### Task directions
Update the lines below by changing every "point localization" to "keypoint detection" and leaving everything else as it is.

### Provided data

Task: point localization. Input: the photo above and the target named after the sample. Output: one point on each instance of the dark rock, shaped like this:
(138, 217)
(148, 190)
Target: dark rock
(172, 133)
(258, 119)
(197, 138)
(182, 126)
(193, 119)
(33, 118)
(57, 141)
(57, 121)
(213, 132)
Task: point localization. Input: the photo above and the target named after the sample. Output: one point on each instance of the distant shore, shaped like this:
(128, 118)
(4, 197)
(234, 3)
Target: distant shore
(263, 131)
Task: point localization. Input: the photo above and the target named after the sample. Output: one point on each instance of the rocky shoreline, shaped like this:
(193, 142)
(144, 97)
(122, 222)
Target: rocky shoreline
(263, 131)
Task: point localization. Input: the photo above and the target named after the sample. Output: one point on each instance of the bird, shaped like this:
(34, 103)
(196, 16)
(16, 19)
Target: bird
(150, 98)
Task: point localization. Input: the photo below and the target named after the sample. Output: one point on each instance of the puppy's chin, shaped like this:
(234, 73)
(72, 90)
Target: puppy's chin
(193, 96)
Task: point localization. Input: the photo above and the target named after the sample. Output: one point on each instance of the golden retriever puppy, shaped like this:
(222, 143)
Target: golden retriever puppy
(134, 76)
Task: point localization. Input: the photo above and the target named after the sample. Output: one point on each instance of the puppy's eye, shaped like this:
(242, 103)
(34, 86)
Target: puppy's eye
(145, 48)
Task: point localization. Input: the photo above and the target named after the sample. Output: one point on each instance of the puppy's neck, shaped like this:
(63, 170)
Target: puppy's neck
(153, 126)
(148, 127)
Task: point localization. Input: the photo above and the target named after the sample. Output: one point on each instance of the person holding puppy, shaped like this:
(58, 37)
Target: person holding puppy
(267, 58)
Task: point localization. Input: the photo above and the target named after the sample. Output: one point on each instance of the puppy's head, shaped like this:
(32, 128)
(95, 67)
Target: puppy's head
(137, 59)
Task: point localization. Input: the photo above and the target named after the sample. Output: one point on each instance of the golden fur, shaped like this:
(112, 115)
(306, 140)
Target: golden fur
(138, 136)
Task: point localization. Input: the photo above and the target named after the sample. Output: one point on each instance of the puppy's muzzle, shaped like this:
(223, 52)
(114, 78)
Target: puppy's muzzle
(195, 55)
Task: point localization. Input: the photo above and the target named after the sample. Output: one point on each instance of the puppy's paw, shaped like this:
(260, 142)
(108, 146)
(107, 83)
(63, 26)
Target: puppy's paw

### Result of the exercise
Task: keypoint detection. Input: the photo above and the target named after the sample. Output: one point on each instance of the dark rock, shaped like this:
(138, 217)
(148, 190)
Target: dark rock
(172, 133)
(258, 119)
(197, 138)
(182, 126)
(193, 119)
(33, 118)
(57, 141)
(57, 121)
(213, 132)
Task: keypoint detection. Input: the photo above and the target named after the sample. Output: one point on each instance of the distant shore, shaped like this:
(128, 118)
(4, 197)
(234, 3)
Target: distant shore
(263, 131)
Task: keypoint detection. Input: the photo above and the target named after the sample. Output: one point on each instance of the rocky shoreline, shaped like this:
(193, 142)
(144, 97)
(122, 222)
Target: rocky shoreline
(263, 131)
Task: keypoint detection. Input: the photo above and the target named after the sample. Output: one point on each instance of the bird, shaped like this:
(34, 103)
(196, 16)
(16, 19)
Target: bird
(150, 98)
Task: keypoint detection. Input: the photo below and the target named after the sample. Output: one point on each instance of the puppy's chin, shaped like this:
(234, 73)
(72, 90)
Target: puppy's chin
(193, 96)
Task: keypoint detection. Input: the photo above and the target named after the sample. Output: one point on each instance of the golden retriever puppy, shaped like this:
(222, 143)
Target: golden retriever puppy
(134, 76)
Task: keypoint detection. Input: the photo above and the target named after the sample. Output: one point on each instance of the puppy's eye, shaped like this:
(242, 103)
(34, 86)
Target: puppy's eye
(145, 48)
Task: keypoint detection. Input: the photo above and the target named after the sample. Output: one point on each instance of the puppy's neck, shaped like this:
(63, 170)
Target: puppy's neck
(153, 126)
(148, 127)
Task: keypoint detection. Input: the photo above and the target named after the sample. Output: one point on each instance of the person holding puppy, shaped like this:
(58, 37)
Target: person holding puppy
(267, 58)
Task: keypoint detection. Input: the photo above and the target named after the sample. Output: one point on each instance of the puppy's head, shaped like this:
(32, 128)
(95, 67)
Target: puppy's head
(137, 59)
Task: keypoint detection. Input: the photo above and the target named after the sample. Output: one point on each instance of the golden fur, shaped like this:
(112, 115)
(306, 140)
Target: golden fur
(138, 136)
Task: keypoint detection. Input: the photo above and the target named after the sample. Output: one point on each instance of the puppy's muzzle, shaped like this:
(223, 52)
(114, 78)
Target: puppy's muzzle
(195, 55)
Task: keypoint detection. Input: the photo above and the target named after the sample. Output: one point on each instance of the puppy's paw, shaped like this:
(260, 142)
(108, 146)
(107, 83)
(63, 26)
Target: puppy's paw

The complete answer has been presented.